##### Text block #####

Re: [PATCH v2 1/2] iommu/virtio: Make use of ops->iotlb_sync_map

[Date Prev][Date Next][Thread Prev][Thread Next][Date Index][Thread Index]

 



On 2023-09-25 14:29, Jason Gunthorpe wrote:
On Mon, Sep 25, 2023 at 02:07:50PM +0100, Robin Murphy wrote:
On 2023-09-23 00:33, Jason Gunthorpe wrote:
On Fri, Sep 22, 2023 at 07:07:40PM +0100, Robin Murphy wrote:

virtio isn't setting ops->pgsize_bitmap for the sake of direct mappings
either; it sets it once it's discovered any instance, since apparently it's
assuming that all instances must support identical page sizes, and thus once
it's seen one it can work "normally" per the core code's assumptions. It's
also I think the only driver which has a "finalise" bodge but *can* still
properly support map-before-attach, by virtue of having to replay mappings
to every new endpoint anyway.

Well it can't quite do that since it doesn't know the geometry - it
all is sort of guessing and hoping it doesn't explode on replay. If it
knows the geometry it wouldn't need finalize...

#####

Requirements: Pick up the mailing-list reply about the virtio IOMMU patch right after its last line and keep writing it.

##### Data supplied #####

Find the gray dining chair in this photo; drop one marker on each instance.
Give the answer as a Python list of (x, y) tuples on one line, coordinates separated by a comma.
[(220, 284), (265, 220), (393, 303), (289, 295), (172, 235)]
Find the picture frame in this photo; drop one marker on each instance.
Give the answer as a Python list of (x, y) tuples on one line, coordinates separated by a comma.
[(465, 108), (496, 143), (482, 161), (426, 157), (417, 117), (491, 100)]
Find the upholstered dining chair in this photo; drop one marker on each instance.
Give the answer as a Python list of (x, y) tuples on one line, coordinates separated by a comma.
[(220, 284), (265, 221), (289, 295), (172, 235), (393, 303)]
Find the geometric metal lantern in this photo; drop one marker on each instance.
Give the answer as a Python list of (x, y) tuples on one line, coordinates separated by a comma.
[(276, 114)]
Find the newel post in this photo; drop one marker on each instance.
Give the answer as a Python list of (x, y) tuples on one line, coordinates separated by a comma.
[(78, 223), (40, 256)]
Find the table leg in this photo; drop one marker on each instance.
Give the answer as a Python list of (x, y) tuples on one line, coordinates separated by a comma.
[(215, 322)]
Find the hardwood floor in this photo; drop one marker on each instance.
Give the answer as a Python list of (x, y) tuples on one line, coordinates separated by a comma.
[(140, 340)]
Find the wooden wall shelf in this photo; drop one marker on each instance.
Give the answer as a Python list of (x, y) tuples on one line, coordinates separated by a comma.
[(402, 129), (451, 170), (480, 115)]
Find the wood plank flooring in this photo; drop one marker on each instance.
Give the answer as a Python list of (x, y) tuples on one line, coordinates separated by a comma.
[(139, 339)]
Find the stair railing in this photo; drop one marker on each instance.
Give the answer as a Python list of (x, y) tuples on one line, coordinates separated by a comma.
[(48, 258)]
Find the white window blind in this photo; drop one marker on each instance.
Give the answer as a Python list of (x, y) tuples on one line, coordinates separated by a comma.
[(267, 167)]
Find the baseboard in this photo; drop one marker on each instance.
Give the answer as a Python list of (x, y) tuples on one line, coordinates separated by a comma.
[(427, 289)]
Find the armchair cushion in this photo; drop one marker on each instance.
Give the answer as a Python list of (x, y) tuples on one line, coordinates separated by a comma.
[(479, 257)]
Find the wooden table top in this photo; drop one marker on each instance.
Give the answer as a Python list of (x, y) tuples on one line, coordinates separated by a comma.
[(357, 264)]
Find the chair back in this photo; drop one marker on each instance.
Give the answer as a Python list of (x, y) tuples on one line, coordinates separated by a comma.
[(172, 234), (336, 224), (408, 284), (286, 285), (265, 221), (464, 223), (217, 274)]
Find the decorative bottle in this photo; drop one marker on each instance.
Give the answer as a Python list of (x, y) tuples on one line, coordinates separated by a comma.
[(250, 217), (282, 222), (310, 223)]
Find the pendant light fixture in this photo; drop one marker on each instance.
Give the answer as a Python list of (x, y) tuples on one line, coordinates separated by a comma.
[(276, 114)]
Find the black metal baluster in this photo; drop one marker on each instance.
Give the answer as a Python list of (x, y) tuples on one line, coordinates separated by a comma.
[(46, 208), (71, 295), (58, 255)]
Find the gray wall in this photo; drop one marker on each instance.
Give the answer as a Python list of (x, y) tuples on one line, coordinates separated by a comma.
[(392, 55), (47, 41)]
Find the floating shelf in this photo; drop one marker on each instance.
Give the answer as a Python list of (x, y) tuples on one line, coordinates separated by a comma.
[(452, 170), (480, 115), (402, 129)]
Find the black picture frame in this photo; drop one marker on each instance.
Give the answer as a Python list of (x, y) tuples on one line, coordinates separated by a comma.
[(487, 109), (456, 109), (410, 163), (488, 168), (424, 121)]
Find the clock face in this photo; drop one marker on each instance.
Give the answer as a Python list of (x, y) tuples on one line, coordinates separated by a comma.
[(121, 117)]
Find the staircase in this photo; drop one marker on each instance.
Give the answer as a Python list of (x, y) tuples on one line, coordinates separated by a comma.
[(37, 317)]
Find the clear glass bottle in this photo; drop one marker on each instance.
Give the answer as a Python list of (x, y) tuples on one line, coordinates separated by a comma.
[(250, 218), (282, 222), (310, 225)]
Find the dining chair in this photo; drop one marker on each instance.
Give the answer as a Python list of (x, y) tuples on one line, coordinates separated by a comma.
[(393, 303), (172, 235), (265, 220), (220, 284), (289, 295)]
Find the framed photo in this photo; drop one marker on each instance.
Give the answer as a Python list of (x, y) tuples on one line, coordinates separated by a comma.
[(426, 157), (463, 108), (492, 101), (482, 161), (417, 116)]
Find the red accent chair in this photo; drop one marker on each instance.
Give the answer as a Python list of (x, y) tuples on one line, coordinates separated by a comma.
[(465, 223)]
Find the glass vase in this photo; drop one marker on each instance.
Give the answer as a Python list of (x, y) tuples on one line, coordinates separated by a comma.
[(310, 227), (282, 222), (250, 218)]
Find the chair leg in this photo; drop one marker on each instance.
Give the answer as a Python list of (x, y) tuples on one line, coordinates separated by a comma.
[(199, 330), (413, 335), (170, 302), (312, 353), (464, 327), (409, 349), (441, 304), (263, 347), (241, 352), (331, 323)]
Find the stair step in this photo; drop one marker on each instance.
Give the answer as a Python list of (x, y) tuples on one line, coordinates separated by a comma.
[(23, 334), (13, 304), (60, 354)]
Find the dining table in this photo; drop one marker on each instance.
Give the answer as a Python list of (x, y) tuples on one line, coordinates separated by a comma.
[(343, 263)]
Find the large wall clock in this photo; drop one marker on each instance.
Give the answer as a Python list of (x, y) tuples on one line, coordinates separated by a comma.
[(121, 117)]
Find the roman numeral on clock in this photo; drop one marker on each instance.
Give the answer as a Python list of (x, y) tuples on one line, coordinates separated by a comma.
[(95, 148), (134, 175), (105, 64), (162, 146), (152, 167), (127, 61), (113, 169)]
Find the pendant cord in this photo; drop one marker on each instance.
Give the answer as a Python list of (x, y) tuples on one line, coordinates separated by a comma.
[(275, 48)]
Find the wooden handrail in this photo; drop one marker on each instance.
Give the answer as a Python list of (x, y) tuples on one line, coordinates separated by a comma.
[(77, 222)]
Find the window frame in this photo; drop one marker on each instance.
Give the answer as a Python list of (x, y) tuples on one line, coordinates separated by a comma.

#####

Written answer:
I think it's entirely reasonable to assume that any direct mappings
specified for a device are valid for that device and its IOMMU. However, in
the particular case of virtio, it really shouldn't ever have direct mappings
anyway, since even if the underlying hardware did have any, the host can
enforce the actual direct-mapping aspect itself, and just present them as
unusable regions to the guest.

I assume this machinery is for the ARM GIC ITS page....

Again, that's irrelevant. It can only be about whether the actual
->map_pages call succeeds or not. A driver could well know up-front that all
instances support the same pgsize_bitmap and aperture, and set both at
->domain_alloc time, yet still be unable to handle an actual mapping without
knowing which instance(s) that needs to interact with (e.g. omap-iommu).

I think this is a different issue. The domain is supposed to represent
the actual io pte storage, and the storage is supposed to exist even
when the domain is not attached to anything.

As we said with tegra-gart, it is a bug in the driver if all the
mappings disappear when the last device is detached from the domain.
Driver bugs like this turn into significant issues with vfio/iommufd
as this will result in warn_on's and memory leaking.

So, I disagree that this is something we should be allowing in the API
design. map_pages should succeed (memory allocation failures aside) if
a IOVA within the aperture and valid flags are presented. Regardless
of the attachment status. Calling map_pages with an IOVA outside the
aperture should be a caller bug.

It looks omap is just mis-designed to store the pgd in the omap_iommu,
not the omap_iommu_domain :( pgd is clearly a per-domain object in our
API. And why does every instance need its own copy of the identical
pgd?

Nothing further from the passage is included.